+++ Document segment +++
# (very) Basic starting question



## L124C (Oct 4, 2007)

Recently did my first beer can. The course called for the start line to be WS. I assumed this to mean the mark W sould be on the starboard side of the boat. We were the closest boat to the mark as we approached it and the Committee boat radioed to tell us that we were approaching the mark on the wrong side. I can only assume that from the committee boats position, it appeared that we were going to pass with the mark on Port. Of course, this totally screwed up what would have been a great start (dumb luck) because we were suddenly distracted, trying to figure out what they were talking about. Was my assumption correct?


----------



## US27inKS (Feb 6, 2005)

I've never heard of a WS start, but I did dig this up. There's a chart on the bottom of page 2 that may make sense to you.
http://www.monroeboatclub.org/adobe/08sisladiesrace.pdf


----------



## paulk (Jun 2, 2000)
+++ Given information +++
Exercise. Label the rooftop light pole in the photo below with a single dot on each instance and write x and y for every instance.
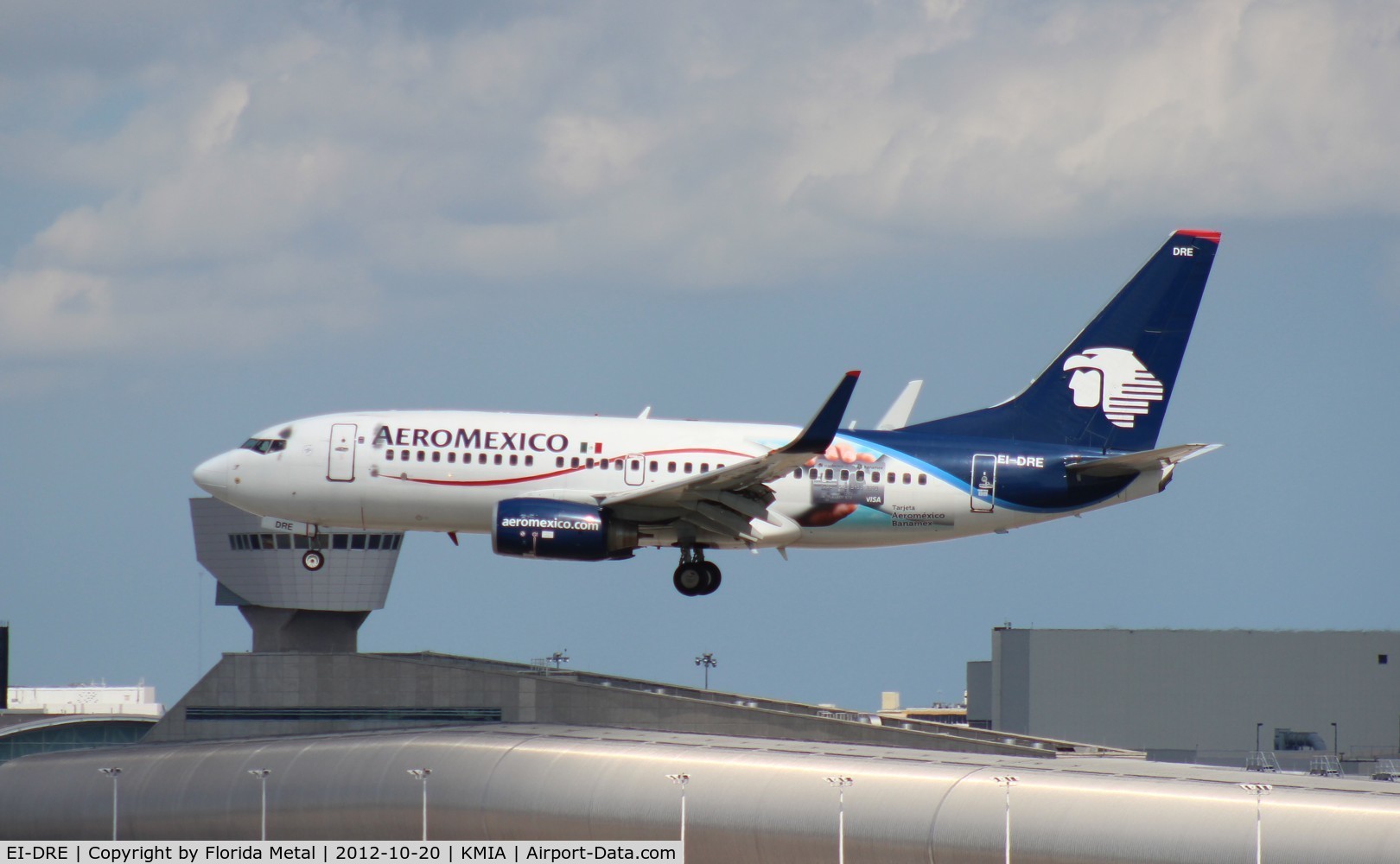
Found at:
+++
What is asked = Please carry on with the forum thread about the sailing start line, picking up right after its last shown part.

Answer for the task =
Could WS also mean mark S should be to Windward? This is a case of finding the SI's (Sailing Instructions) and reading them to see what each different instruction from the Race Committee means. Maybe the line is between the two buoys W, and S. Maybe WS means a Windward Start (as opposed to a Leeward Start) between the committee boat and a nearby mark that is understood to be the starting line. To provide better answers to your question we need more information than has been provided.


----------



## maxmunger (Dec 29, 2005)

There is no posting for the start line. It is always between the RC boat (RC orange Flag) and a nearby buoy or mark (S). It is almost always into the wind.

What you read was the race course WS, which meant sail directly to 
(W)indward and return to the (S)tart mark. A two leg race. Out and back.

You need to read the SI for your club.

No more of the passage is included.